» **Tareas**:
A - Según el texto sobre el encuentro de Morena en Culiacán, ¿a cuántos ciudadanos de la entidad se propone afiliar el partido?
B - Devuelve del texto sobre el encuentro de Morena en Culiacán el fragmento que comienza con "Sin embargo, hubo" y sigue hasta "en el país.".

» **Texto para analizar**:
Como ya es sabido, el día de antier se llevó a cabo en Culiacán un encuentro de la clase política morenista con sus militantes y simpatizantes. En dicho evento, más allá de los anuncios y propósitos que se hicieron públicos, como el regreso de la tómbola para seleccionar candidatos, o la meta de afiliar a 260 mil ciudadanos en la entidad y a 10 millones en todo el país; lo que sin duda dio la nota fue el respaldo que la dirigente nacional de ese partido, Luisa María Alcalde, le brindó al Gobernador del Estado Rubén Rocha Moya.
Sin embargo, hubo también por ahí otra manifestación interesante que pasó un poco desapercibida, y esa vino por parte de la dirigente estatal de Morena, Merary Villegas Sánchez, cuando al señalar que se trabajaría de manera institucional y coordinada, invitó a los presentes a mantener la unidad partidista, ya que según dijo, “nunca se cansarán de hacer ese llamado, porque la oposición nunca duerme”. Sobre esta última aseveración, no sabemos si Merary Villegas la hizo en tono de mofa, o si en realidad así es como visualiza a la oposición, la cual si en todo caso no duerme como ella lo dijo, es quizá porque se encuentra más bien en un estado catatónico, donde simplemente permanecen inmóviles e inmutables ante lo que acontece en el país.
Habrá por supuesto quien justifique esa situación dada la apabullante sobre representación que hoy en día ostenta Morena; sin embargo, cuando se tiene voluntad, liderazgo e ingenio, así sea con una ínfima minoría, se puede lograr inducir una agenda temática e incidir con ello en la percepción social.

» **Registros proporcionados**:
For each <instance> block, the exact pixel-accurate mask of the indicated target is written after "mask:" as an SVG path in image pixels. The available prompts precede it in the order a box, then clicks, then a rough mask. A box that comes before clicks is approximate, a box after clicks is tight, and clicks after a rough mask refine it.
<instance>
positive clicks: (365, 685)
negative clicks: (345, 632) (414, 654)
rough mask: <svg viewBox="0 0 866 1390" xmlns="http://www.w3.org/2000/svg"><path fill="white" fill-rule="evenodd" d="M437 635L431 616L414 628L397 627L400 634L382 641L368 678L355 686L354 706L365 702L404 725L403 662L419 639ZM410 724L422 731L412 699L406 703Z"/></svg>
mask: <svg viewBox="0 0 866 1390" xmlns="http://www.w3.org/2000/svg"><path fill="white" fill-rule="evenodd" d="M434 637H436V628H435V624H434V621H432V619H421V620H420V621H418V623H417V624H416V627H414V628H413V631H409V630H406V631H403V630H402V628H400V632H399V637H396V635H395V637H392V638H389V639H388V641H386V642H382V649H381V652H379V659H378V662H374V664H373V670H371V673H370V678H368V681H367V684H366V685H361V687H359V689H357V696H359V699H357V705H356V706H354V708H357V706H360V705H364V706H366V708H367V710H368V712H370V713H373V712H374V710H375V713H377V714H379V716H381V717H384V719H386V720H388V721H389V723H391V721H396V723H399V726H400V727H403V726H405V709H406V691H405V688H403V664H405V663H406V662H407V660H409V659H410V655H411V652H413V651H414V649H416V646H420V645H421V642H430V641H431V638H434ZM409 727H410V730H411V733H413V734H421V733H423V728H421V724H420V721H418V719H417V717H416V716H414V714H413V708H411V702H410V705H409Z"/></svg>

* * *

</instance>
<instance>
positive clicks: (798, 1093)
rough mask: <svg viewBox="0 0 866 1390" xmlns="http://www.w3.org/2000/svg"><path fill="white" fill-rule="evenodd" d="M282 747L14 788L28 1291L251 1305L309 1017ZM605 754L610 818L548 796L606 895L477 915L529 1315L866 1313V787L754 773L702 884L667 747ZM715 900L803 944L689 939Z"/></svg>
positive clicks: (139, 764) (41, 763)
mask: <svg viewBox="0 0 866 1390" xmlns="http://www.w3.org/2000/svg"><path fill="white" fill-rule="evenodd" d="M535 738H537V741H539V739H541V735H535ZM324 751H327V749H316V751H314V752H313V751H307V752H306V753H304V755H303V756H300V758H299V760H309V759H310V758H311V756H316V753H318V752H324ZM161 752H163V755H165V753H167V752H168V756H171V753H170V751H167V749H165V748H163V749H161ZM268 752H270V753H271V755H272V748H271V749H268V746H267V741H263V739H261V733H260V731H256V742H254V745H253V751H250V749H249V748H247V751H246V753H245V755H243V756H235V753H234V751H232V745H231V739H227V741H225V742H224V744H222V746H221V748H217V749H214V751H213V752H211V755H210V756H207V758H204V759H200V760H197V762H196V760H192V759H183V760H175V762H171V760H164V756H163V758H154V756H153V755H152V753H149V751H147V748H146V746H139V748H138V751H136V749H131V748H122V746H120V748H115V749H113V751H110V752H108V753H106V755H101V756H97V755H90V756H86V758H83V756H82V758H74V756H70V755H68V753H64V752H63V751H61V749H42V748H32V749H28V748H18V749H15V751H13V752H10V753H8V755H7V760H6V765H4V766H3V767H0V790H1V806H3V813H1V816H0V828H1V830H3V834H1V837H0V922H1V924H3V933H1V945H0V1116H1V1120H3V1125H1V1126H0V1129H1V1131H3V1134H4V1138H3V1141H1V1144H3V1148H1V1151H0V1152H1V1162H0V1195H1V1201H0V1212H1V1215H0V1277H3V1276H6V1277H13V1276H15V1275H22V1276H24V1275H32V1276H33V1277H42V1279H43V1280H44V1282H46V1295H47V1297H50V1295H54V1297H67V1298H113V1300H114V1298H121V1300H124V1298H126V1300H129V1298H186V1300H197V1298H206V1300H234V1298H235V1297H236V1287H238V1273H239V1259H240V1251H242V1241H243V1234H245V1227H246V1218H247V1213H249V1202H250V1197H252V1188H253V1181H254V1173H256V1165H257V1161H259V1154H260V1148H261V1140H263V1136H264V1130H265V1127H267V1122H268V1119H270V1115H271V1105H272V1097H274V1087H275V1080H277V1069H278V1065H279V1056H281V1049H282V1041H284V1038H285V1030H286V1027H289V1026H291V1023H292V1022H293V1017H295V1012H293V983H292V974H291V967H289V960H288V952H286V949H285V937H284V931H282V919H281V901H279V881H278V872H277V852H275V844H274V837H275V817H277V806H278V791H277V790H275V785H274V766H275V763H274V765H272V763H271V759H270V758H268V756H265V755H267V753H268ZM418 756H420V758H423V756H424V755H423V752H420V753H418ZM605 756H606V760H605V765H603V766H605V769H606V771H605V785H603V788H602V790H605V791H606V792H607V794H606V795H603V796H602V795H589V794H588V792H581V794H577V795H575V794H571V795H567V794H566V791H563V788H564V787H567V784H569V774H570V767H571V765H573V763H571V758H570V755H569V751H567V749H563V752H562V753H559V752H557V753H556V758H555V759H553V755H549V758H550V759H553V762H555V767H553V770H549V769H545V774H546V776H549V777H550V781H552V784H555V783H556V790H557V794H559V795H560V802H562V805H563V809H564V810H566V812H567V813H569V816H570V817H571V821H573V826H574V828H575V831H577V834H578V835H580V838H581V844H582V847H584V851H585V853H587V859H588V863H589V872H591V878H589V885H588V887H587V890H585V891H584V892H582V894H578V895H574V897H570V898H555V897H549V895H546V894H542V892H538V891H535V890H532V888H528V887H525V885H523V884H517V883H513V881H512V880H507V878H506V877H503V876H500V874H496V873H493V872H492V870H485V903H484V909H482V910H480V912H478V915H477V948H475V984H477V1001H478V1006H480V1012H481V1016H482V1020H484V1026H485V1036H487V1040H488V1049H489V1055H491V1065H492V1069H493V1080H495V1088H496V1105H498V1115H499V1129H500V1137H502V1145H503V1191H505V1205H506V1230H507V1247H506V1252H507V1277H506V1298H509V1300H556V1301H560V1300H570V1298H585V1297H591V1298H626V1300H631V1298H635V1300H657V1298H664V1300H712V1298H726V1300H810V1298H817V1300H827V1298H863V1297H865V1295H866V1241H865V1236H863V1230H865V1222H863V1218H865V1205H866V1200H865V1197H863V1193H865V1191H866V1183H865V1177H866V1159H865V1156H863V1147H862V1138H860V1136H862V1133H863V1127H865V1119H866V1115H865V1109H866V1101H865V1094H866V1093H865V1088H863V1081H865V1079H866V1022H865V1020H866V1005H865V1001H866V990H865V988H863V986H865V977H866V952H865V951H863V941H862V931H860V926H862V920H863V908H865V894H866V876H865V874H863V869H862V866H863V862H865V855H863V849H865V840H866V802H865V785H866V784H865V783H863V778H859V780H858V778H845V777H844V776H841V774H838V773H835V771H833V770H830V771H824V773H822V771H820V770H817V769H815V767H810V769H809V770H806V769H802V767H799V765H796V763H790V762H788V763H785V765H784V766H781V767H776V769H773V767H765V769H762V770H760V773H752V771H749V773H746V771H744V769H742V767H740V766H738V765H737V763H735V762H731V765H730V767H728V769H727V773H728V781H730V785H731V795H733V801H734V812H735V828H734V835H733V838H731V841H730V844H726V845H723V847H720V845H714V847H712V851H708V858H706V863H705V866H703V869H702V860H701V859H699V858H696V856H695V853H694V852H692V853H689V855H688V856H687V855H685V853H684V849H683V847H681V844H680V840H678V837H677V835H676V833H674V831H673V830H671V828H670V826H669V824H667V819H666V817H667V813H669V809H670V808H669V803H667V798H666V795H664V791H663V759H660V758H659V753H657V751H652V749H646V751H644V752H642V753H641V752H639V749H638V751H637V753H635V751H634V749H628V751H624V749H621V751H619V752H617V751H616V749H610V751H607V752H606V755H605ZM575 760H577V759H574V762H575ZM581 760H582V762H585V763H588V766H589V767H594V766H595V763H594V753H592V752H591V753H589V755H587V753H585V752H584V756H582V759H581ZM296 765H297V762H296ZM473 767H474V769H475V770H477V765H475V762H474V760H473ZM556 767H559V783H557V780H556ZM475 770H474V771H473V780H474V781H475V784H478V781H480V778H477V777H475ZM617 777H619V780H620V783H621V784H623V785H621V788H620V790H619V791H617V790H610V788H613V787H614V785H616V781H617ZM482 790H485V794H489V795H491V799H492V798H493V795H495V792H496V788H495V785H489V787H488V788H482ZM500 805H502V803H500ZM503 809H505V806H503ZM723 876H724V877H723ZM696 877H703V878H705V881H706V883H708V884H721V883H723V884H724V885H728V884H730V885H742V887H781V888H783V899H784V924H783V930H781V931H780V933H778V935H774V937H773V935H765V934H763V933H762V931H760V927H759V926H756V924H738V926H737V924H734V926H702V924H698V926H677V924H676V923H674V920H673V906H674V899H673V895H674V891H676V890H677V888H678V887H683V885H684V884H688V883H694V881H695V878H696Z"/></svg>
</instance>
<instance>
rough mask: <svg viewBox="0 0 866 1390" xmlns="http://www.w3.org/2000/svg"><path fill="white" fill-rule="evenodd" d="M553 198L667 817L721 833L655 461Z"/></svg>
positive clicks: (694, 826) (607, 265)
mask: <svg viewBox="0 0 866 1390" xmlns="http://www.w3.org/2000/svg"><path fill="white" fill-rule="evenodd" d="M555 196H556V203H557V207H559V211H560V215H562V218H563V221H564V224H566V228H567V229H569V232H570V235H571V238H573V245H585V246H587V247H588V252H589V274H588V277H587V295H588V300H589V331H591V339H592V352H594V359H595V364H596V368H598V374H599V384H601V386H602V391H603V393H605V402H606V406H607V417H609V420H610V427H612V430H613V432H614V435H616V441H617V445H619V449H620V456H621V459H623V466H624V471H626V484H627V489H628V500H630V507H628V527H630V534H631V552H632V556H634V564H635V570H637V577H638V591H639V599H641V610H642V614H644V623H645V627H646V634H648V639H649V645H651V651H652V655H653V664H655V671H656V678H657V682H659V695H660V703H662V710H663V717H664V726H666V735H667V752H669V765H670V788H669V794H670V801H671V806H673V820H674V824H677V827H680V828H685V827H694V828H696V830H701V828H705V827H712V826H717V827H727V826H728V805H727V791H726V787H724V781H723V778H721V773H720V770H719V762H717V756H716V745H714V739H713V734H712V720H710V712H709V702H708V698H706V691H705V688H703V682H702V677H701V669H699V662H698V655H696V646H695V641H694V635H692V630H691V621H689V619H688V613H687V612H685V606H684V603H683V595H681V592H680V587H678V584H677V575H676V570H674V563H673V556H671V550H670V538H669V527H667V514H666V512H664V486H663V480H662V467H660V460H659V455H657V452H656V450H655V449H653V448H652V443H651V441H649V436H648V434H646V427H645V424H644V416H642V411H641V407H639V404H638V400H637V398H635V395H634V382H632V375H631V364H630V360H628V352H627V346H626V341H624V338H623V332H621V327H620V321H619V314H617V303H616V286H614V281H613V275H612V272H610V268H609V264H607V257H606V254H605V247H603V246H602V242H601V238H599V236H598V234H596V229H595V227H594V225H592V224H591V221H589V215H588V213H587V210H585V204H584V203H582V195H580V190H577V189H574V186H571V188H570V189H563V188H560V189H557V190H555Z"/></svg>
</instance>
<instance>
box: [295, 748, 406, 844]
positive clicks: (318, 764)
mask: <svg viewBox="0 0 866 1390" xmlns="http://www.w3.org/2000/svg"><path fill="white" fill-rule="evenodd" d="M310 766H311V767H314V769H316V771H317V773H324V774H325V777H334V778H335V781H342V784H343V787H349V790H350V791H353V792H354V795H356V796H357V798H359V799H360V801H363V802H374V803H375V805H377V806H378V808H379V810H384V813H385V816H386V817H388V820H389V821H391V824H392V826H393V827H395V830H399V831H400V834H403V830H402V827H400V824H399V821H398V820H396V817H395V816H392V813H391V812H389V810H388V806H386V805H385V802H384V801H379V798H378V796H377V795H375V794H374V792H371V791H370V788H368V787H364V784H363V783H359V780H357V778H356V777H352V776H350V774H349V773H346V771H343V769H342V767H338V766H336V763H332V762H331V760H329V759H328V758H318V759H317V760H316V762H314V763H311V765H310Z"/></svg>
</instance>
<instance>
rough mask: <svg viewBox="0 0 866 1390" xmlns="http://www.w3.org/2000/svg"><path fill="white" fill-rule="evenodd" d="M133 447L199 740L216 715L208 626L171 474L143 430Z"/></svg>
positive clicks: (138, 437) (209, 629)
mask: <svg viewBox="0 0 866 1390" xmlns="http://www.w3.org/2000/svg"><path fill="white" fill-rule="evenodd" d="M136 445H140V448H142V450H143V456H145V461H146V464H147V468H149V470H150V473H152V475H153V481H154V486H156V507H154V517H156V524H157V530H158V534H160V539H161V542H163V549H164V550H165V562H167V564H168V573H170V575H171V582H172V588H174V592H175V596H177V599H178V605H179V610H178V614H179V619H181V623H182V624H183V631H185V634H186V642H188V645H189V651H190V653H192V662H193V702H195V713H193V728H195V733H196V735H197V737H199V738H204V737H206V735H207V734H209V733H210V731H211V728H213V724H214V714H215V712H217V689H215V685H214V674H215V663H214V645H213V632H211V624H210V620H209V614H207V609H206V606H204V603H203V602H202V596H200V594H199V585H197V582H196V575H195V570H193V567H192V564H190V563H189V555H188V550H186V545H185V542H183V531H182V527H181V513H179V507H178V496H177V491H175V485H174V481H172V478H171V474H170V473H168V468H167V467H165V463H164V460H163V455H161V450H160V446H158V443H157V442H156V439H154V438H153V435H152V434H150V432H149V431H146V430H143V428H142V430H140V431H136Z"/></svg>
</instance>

» **Soluciones**:
A - A 260 mil ciudadanos.

B -
Sin embargo, hubo también por ahí otra manifestación interesante que pasó un poco desapercibida, y esa vino por parte de la dirigente estatal de Morena, Merary Villegas Sánchez, cuando al señalar que se trabajaría de manera institucional y coordinada, invitó a los presentes a mantener la unidad partidista, ya que según dijo, “nunca se cansarán de hacer ese llamado, porque la oposición nunca duerme”. Sobre esta última aseveración, no sabemos si Merary Villegas la hizo en tono de mofa, o si en realidad así es como visualiza a la oposición, la cual si en todo caso no duerme como ella lo dijo, es quizá porque se encuentra más bien en un estado catatónico, donde simplemente permanecen inmóviles e inmutables ante lo que acontece en el país.